Derivas analíticas é a revista digital de psicanálise e cultura da EBP-MG. Suas rubricas difundem textos dedicados à psicanálise de Orientação Lacaniana bem como ensaios, traduções, críticas e resenhas que apresentem interlocuções consonantes com o ensino de Jacques Lacan, sejam eles de cunho científico, literário, filosófico ou artístico.
O significante dérive era caro ao psicanalista Lacan, que em vários momentos de seu ensino a ele se referiu, chegando a propor que o Trieb freudiano fosse, em francês, traduzido por dérive. No Seminário Mais, aindaLacan afirma: “[…] temos os Três ensaios sobre a sexualidade, aos quais lhes rogo que se reportem, porque terei que usá-los sobre o que chamo de deriva para traduzir Trieb, a deriva do gozo”. No Seminário sobre Joyce, Lacan diz: “[…] Esse termo, em francês [Trieb], é traduzido por pulsion ou pulsion de mort [pulsão ou pulsão de morte]. Não sei por que não lhe foi encontrada uma melhor tradução, uma vez que há a palavra deriva [dérive]. A pulsão de morte é o real na medida em que ele só pode ser pensado como impossível”.
Derivas Analíticas começa a ver a luz do dia. Ela surge sob os auspícios de um significante pelo qual Lacan tinha estima: ele desloca a tônica do mito da pulsão em Freud para privilegiar o que, na pulsão, se presentifica como o real do gozo. Nos passos da pulsão assim concebida, deriva pode ser bem a metáfora da distância entre o ponto que se mira e o ponto que se atinge na travessia de um rio, o que nos permite dizer que é derivando que se atinge o alvo!
Entre temas epistêmicos e culturais e suas relações com a psicanálise, a revista se desdobra em quatro rubricas. Na rubrica Aquele texto… Derivas Analíticas reedita artigos que fizeram a história da EBP e do Campo Freudiano. Artigos que mantêm uma atualidade e que continuam a interpelar o leitor como oráculos que propõem, a cada leitura, uma nova interpretação. Os textos de Ram Mandil, O masculino diante do fogo, e de Jacyntho Lins Brandão, A palavra oracular entre os gregos, se inscrevem, sem dúvida alguma, no rol dos escritos que perdem a datação por não serem circunstanciais. Podemos, por isso mesmo, chamá-los “memoráveis”: eles estão em nossa memória como referências clássicas que escandem a história da EBP, podendo ser ressignificados a cada nova leitura.

-----

_Solicitação A_
Reproduza, do trecho fornecido, tudo o que vai de "Entre temas epistêmicos" até "cada nova leitura.".
_Solicitação B_
Determine se cada afirmação a seguir concorda com o trecho fornecido, respondendo sim ou não e citando literalmente as palavras do trecho que decidem a questão: (i) a revista se divide em quatro rubricas; (ii) Lacan propôs que o Trieb freudiano fosse traduzido, em francês, por pulsion; (iii) na rubrica Aquele texto…, a revista publica artigos inéditos.

-----

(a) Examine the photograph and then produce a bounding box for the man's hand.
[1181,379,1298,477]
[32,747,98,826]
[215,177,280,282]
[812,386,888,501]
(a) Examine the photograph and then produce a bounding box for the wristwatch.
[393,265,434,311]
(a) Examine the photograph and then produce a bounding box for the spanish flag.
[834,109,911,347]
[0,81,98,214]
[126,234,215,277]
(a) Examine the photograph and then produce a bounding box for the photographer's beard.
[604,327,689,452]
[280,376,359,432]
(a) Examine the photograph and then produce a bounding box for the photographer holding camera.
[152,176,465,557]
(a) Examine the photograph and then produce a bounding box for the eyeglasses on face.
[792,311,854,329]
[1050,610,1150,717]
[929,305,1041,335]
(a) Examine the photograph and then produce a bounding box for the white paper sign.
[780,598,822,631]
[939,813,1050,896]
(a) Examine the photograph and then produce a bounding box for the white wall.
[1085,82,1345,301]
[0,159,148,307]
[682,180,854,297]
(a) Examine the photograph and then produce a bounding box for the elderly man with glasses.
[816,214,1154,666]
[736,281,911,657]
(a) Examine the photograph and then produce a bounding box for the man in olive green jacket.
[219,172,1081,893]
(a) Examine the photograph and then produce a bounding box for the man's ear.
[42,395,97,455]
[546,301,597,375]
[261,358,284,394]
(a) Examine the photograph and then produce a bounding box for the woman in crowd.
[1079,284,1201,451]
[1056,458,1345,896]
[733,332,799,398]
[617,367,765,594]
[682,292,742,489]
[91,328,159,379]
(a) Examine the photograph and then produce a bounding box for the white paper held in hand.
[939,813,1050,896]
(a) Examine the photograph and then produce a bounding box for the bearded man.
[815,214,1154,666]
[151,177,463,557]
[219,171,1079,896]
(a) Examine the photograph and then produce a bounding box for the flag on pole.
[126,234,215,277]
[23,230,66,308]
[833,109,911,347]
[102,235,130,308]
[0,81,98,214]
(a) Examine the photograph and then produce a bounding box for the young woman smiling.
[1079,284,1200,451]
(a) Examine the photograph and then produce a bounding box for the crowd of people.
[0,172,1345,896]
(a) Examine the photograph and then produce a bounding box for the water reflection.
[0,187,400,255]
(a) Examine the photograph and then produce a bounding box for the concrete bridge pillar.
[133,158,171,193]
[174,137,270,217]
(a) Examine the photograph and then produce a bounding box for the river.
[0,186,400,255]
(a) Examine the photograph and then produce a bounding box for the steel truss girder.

-----

_Solução A_
Entre temas epistêmicos e culturais e suas relações com a psicanálise, a revista se desdobra em quatro rubricas. Na rubrica Aquele texto… Derivas Analíticas reedita artigos que fizeram a história da EBP e do Campo Freudiano. Artigos que mantêm uma atualidade e que continuam a interpelar o leitor como oráculos que propõem, a cada leitura, uma nova interpretação. Os textos de Ram Mandil, O masculino diante do fogo, e de Jacyntho Lins Brandão, A palavra oracular entre os gregos, se inscrevem, sem dúvida alguma, no rol dos escritos que perdem a datação por não serem circunstanciais. Podemos, por isso mesmo, chamá-los “memoráveis”: eles estão em nossa memória como referências clássicas que escandem a história da EBP, podendo ser ressignificados a cada nova leitura.

_Solução B_
(i) Sim: "a revista se desdobra em quatro rubricas".
(ii) Não: "chegando a propor que o Trieb freudiano fosse, em francês, traduzido por dérive".
(iii) Não: "Derivas Analíticas reedita artigos que fizeram a história da EBP e do Campo Freudiano".